Data:
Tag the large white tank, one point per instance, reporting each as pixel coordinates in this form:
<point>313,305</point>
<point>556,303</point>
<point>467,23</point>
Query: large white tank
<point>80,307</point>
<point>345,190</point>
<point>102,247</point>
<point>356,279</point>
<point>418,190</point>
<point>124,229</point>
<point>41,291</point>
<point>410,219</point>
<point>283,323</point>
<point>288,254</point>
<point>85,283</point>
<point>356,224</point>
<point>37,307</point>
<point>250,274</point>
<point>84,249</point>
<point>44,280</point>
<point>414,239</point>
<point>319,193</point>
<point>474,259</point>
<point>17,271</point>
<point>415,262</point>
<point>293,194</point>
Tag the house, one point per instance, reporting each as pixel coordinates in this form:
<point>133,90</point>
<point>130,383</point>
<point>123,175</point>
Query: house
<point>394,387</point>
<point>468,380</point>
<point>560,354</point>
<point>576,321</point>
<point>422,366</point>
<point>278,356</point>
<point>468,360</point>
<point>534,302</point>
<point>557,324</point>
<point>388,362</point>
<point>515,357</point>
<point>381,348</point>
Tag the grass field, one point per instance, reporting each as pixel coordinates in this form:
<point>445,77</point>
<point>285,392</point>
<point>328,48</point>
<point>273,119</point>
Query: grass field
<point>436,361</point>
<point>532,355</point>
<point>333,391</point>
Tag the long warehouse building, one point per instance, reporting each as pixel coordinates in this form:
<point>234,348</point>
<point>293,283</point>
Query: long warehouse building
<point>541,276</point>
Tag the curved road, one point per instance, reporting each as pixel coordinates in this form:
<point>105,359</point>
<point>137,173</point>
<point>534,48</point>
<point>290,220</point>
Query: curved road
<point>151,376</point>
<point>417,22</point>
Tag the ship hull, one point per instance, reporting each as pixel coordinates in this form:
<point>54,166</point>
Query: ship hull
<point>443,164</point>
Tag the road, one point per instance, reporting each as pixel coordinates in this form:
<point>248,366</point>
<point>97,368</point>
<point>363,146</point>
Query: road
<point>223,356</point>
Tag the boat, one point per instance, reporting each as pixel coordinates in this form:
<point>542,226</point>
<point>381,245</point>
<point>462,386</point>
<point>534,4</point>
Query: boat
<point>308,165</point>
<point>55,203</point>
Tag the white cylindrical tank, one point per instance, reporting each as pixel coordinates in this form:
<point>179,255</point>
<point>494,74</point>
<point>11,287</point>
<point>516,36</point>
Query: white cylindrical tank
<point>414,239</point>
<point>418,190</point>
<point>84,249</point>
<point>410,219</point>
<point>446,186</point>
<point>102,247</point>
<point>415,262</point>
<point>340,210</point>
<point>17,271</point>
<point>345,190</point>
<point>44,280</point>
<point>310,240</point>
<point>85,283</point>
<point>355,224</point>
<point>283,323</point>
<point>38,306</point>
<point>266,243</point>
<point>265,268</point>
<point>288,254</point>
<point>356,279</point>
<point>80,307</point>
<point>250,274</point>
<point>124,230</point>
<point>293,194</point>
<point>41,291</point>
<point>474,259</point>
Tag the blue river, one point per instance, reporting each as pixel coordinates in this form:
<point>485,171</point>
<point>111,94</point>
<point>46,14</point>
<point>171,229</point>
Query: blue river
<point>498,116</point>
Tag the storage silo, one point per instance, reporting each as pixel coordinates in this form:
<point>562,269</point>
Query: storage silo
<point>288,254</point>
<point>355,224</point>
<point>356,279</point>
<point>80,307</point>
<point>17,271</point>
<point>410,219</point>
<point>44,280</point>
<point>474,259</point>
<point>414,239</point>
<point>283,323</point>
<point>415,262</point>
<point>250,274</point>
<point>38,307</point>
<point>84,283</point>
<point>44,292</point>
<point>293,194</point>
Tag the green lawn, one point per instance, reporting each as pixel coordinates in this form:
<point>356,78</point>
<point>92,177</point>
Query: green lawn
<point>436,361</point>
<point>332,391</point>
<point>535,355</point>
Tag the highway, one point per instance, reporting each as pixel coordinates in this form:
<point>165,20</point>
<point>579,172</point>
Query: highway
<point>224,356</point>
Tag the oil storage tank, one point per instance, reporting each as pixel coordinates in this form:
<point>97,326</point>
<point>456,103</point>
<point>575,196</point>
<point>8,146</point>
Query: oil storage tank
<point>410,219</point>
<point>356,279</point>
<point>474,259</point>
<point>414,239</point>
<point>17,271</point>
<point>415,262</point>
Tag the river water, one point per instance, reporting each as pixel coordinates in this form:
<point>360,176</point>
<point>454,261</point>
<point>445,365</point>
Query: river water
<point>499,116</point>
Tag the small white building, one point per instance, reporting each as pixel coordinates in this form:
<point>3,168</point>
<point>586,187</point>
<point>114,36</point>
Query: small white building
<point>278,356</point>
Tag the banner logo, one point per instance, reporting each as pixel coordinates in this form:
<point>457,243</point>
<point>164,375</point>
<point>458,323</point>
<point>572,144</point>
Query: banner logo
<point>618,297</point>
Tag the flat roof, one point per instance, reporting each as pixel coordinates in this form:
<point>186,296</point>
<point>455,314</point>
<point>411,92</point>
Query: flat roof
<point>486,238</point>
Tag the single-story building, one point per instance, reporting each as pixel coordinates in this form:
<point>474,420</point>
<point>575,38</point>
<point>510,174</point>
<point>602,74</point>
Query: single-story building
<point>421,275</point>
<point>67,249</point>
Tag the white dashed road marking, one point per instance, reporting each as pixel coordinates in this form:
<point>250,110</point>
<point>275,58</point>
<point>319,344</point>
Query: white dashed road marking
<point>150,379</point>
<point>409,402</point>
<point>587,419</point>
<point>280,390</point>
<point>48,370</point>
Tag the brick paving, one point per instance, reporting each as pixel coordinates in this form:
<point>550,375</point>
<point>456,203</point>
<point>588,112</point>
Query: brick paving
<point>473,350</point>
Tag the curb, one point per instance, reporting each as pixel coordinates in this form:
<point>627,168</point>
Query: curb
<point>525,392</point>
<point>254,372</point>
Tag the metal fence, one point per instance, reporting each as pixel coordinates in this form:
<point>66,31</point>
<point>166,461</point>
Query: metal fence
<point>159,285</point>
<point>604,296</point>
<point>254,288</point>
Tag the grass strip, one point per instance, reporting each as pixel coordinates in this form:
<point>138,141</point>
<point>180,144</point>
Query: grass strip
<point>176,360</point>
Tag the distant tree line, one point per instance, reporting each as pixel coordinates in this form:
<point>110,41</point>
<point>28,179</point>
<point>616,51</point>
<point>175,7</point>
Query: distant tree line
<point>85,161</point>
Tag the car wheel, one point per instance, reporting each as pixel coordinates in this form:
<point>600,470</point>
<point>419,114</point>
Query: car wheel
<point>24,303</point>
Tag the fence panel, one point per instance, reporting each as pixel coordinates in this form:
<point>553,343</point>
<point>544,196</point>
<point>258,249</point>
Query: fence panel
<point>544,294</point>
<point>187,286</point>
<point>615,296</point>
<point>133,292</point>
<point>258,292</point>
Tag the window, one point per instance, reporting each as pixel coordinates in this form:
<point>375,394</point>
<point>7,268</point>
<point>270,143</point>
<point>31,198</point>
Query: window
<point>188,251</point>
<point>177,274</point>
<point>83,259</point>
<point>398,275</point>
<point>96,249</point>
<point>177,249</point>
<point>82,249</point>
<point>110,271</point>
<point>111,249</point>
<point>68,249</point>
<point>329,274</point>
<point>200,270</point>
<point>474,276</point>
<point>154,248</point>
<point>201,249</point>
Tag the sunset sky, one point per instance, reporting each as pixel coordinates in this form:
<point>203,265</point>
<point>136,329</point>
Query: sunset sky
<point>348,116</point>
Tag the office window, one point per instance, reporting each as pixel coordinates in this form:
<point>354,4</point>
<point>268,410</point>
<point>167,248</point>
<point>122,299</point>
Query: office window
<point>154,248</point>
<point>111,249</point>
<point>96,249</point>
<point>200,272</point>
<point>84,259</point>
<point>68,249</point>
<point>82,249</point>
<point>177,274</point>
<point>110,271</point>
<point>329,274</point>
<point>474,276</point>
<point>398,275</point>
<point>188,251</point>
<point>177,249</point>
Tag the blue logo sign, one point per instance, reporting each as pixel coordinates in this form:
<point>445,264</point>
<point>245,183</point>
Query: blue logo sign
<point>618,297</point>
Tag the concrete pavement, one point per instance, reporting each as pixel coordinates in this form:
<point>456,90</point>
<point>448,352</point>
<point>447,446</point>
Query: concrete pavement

Prompt: Look above for the line holding "<point>363,146</point>" and the line holding "<point>179,255</point>". Retype both, and every line between them, word for word and nothing else.

Solution to the problem:
<point>363,146</point>
Query: road
<point>223,356</point>
Tag the boat, one point per instance, reporting each as pixel coordinates in this form:
<point>542,226</point>
<point>381,245</point>
<point>462,386</point>
<point>534,4</point>
Query: boat
<point>308,165</point>
<point>55,203</point>
Tag the white cylindrical tank, one point per instance, reporting each as pixel coordinates in this form:
<point>179,255</point>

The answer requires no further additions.